DATA IN THIS EXERCISE:
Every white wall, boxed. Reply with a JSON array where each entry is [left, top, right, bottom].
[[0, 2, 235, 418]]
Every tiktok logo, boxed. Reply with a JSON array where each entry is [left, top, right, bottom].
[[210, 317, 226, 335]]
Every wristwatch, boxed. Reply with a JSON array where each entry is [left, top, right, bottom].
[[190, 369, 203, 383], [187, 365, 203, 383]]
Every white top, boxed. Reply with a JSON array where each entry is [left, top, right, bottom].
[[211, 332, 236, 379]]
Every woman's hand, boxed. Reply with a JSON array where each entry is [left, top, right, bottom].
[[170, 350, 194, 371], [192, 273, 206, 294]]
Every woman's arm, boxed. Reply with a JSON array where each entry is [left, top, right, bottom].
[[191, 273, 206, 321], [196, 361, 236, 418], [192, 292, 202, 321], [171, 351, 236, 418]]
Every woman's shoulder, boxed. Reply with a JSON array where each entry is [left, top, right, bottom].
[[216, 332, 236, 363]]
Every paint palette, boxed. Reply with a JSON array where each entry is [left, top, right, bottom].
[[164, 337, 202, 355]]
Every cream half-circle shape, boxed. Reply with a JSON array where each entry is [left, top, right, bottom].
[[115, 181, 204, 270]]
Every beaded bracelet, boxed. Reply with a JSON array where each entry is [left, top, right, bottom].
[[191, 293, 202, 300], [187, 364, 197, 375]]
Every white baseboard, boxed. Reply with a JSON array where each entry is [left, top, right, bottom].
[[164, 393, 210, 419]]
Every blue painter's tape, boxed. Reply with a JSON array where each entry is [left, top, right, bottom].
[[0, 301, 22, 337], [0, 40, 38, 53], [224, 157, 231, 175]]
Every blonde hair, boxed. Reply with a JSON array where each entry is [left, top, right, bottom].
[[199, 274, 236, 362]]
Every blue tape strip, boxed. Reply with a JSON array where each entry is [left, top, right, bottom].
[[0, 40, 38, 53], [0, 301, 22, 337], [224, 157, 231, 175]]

PROBLEM REQUIREMENTS: The answer must be a word-for-word restatement of the records.

WRITTEN REPLY:
Every white wall, boxed. Reply with a JSON array where each entry is [left, top, right, bottom].
[[0, 2, 235, 418]]
Every tiktok logo, boxed. Reply with a JSON array where each entry is [left, top, right, bottom].
[[210, 317, 226, 335]]
Every wristwatch, boxed. Reply with a JSON array where each entry is [left, top, right, bottom].
[[190, 369, 203, 383], [187, 365, 203, 383]]
Every white top, boxed. Reply with a JSON array where each entry is [left, top, right, bottom].
[[211, 332, 236, 379]]
Every woman's hand, boxed. Reply with a JSON array where each entry is [left, top, right, bottom].
[[170, 350, 194, 371], [192, 273, 206, 294]]
Every woman's arm, boxed. Reply with a JSON array where each entry is [left, top, right, bottom].
[[191, 273, 206, 321], [196, 361, 236, 418], [192, 292, 202, 321], [171, 351, 236, 418]]
Every woman's shoulder, boxed. Reply with a JSON array where each entry is [left, top, right, bottom].
[[216, 332, 236, 363]]
Every paint palette, boxed. Reply with a JSON array where each entry is [left, top, right, bottom].
[[164, 337, 202, 355]]
Every cream half-circle shape, boxed. Reply with a JSON array where each entry is [left, top, right, bottom].
[[115, 181, 204, 270]]
Every beaded bracelet, boxed. Reply with a JSON array where each entry is [left, top, right, bottom].
[[191, 293, 202, 300], [187, 364, 197, 375]]
Every white baseboard, boxed. Reply with a JSON array where each entry is [left, top, right, bottom].
[[164, 393, 210, 419]]
Every blue painter's tape, boxed. Reply with a JSON array where each entry is [left, top, right, bottom].
[[0, 301, 22, 337], [0, 40, 38, 53], [224, 157, 231, 175]]
Every blonde hair, boxed. Reply with a JSON array where each entry is [left, top, right, bottom].
[[199, 274, 236, 362]]
Every blue tape strip, boxed. Reply with a JSON array where each entry is [left, top, right, bottom].
[[0, 40, 38, 53], [0, 301, 22, 337], [224, 157, 231, 175]]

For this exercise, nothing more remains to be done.